**Your goal**
How many lines of these entries include the string "dark"? State the number alone.

Segment Start: Material provided

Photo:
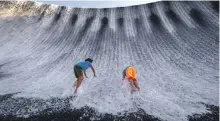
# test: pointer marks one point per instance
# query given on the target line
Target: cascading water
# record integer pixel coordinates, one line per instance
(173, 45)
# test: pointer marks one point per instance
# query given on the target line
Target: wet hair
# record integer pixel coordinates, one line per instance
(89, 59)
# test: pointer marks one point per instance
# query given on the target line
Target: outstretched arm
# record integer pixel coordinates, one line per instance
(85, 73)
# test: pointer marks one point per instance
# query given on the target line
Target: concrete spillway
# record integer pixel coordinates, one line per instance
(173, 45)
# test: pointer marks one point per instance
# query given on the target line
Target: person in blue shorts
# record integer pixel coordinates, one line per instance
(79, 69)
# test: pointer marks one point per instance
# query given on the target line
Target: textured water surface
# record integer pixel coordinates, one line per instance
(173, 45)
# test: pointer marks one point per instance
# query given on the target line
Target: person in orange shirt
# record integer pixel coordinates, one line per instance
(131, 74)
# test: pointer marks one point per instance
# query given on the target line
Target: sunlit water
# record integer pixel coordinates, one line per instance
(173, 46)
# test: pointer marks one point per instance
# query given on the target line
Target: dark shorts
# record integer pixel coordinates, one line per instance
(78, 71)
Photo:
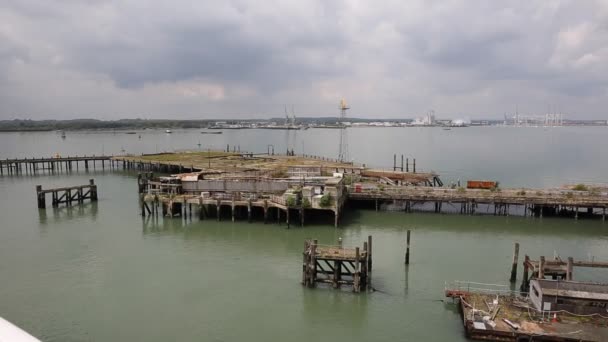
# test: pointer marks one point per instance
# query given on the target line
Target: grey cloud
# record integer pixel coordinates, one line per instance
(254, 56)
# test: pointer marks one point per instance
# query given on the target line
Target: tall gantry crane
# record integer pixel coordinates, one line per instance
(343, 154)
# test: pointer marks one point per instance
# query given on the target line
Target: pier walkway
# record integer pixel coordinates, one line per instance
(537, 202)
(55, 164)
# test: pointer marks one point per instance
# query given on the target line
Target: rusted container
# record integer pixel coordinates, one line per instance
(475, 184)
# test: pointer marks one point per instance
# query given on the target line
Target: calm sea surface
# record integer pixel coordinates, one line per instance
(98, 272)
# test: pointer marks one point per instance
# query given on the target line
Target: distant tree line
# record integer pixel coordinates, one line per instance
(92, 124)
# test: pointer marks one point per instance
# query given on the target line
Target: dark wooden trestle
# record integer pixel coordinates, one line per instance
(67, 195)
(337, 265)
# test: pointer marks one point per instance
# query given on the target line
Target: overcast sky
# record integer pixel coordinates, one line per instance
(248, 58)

Segment End: Material provided
Segment Start: Material provided

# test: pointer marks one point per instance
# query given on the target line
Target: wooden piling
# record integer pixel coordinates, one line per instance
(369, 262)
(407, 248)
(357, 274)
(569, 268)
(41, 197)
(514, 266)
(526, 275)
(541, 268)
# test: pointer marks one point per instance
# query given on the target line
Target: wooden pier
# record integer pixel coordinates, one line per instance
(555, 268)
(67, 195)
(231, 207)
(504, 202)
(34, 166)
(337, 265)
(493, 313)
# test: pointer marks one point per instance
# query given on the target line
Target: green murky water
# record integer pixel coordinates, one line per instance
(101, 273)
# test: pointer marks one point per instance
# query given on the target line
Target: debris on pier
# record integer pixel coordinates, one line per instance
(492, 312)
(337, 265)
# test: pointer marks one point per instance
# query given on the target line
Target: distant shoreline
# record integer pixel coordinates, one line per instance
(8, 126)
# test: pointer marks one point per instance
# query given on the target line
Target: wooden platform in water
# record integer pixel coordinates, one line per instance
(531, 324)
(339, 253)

Segment End: Material provided
Segment Start: Material provided

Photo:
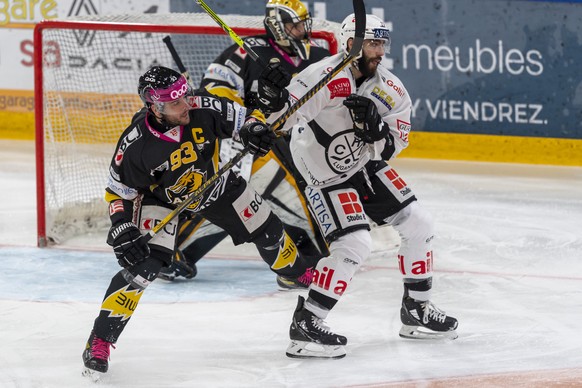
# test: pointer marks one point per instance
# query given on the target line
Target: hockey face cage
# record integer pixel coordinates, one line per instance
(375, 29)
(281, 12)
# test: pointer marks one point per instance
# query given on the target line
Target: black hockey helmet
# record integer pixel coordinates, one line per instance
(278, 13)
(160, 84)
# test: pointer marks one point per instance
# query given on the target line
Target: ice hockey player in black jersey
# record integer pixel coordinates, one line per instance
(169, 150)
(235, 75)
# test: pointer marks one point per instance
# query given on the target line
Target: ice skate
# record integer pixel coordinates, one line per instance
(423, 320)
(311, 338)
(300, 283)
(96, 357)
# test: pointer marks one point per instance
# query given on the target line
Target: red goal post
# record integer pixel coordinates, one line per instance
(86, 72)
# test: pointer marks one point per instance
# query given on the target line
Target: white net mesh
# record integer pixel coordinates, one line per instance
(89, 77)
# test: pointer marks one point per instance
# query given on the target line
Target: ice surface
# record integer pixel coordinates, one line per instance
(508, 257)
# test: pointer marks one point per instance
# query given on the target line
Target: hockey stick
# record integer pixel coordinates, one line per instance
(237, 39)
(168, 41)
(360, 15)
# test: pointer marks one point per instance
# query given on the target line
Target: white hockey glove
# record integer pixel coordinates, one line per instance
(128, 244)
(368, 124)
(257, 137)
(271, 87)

Segment End: Material provided

**Exercise output**
2